• [Problem statement]
Search the entries below for the line containing "Target: chopped red pepper in bowl"; from there to the end, return every line exactly and add nothing.

Collection entries
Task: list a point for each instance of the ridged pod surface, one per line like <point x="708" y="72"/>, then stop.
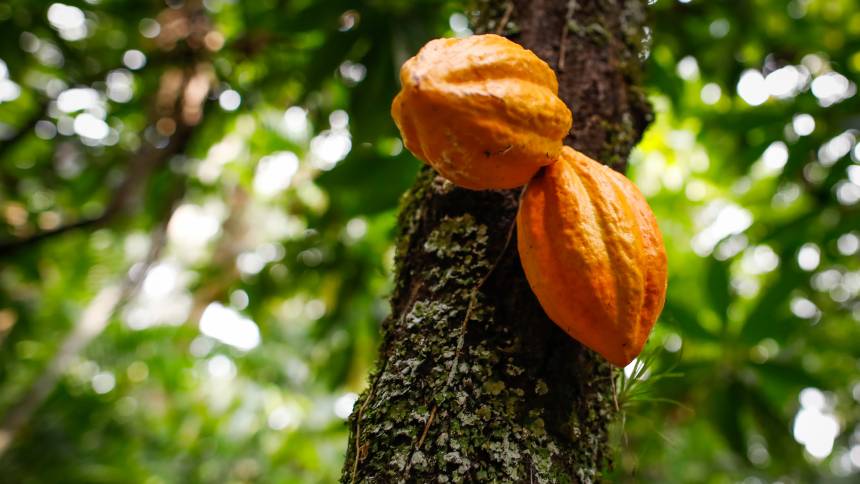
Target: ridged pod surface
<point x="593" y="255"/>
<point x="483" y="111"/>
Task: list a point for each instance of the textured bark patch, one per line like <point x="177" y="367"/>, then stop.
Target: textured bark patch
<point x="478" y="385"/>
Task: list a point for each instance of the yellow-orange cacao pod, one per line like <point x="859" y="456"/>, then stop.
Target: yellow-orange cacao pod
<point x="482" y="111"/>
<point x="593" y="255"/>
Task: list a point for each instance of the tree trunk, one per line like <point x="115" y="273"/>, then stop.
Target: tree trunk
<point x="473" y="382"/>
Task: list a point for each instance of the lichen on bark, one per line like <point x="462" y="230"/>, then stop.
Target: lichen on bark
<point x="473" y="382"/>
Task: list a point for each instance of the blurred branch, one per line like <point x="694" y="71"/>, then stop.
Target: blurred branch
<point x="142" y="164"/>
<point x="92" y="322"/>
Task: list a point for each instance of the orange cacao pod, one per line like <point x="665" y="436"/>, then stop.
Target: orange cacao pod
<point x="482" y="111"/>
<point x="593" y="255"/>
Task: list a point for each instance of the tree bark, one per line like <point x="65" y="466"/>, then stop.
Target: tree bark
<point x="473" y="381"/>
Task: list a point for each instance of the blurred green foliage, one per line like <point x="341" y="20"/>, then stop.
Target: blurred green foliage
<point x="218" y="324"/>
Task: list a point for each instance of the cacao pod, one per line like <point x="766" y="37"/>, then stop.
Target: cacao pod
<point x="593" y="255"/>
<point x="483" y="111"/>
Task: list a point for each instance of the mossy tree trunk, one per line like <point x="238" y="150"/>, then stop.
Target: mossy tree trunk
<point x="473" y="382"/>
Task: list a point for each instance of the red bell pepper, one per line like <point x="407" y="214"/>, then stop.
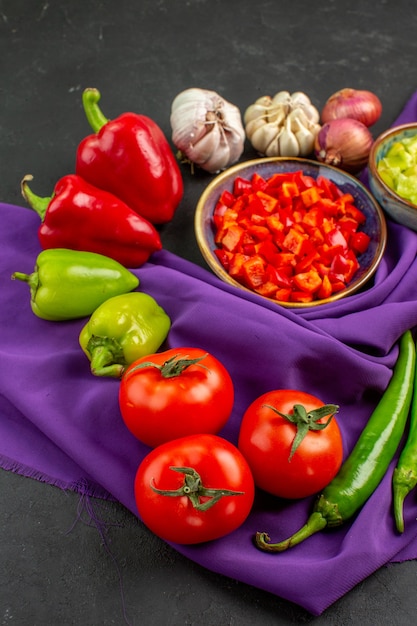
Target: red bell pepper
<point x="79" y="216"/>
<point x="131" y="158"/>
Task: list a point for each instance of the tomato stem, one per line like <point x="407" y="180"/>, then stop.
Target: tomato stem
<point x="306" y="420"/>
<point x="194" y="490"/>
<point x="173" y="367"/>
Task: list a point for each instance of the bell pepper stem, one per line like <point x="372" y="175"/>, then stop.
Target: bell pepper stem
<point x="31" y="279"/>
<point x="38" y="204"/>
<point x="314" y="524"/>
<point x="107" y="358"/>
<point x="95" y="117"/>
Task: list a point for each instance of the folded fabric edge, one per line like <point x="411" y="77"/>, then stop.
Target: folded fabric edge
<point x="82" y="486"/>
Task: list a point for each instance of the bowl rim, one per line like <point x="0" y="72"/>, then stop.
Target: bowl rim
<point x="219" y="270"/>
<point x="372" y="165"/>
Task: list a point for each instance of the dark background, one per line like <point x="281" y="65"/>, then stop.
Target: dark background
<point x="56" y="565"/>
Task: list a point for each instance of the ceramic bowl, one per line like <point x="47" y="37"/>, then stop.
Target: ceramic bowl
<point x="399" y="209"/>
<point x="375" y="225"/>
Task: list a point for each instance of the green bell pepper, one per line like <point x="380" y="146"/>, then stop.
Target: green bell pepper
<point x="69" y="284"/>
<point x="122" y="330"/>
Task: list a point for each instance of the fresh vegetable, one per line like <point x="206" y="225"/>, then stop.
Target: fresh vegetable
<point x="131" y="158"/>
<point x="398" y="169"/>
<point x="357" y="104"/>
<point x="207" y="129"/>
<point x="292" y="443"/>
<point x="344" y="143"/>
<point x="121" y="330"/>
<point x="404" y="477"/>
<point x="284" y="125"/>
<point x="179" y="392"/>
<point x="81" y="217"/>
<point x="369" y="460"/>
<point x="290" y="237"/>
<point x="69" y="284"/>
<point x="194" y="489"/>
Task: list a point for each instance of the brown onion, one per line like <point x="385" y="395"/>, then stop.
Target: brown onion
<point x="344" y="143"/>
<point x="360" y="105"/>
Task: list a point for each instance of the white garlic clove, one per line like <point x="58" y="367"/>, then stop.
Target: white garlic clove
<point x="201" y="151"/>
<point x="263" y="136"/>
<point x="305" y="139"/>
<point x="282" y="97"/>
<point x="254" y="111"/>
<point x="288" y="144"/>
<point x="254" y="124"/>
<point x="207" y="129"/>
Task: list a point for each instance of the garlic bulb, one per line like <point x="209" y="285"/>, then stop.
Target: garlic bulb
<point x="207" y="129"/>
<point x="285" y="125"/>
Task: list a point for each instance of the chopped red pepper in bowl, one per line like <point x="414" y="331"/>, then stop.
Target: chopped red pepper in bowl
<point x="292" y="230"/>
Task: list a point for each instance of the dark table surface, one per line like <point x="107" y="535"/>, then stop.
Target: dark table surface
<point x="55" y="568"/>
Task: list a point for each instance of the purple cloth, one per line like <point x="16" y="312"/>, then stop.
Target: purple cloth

• [Task result]
Target: chopped red pepper in bowl
<point x="292" y="230"/>
Task: list a point for each instance of the dark table surface, one per line like <point x="107" y="535"/>, then stop.
Target: dark table surface
<point x="55" y="568"/>
Task: list a point for each instance of the purple cloth, one per line like <point x="16" y="312"/>, then stop.
Target: purple cloth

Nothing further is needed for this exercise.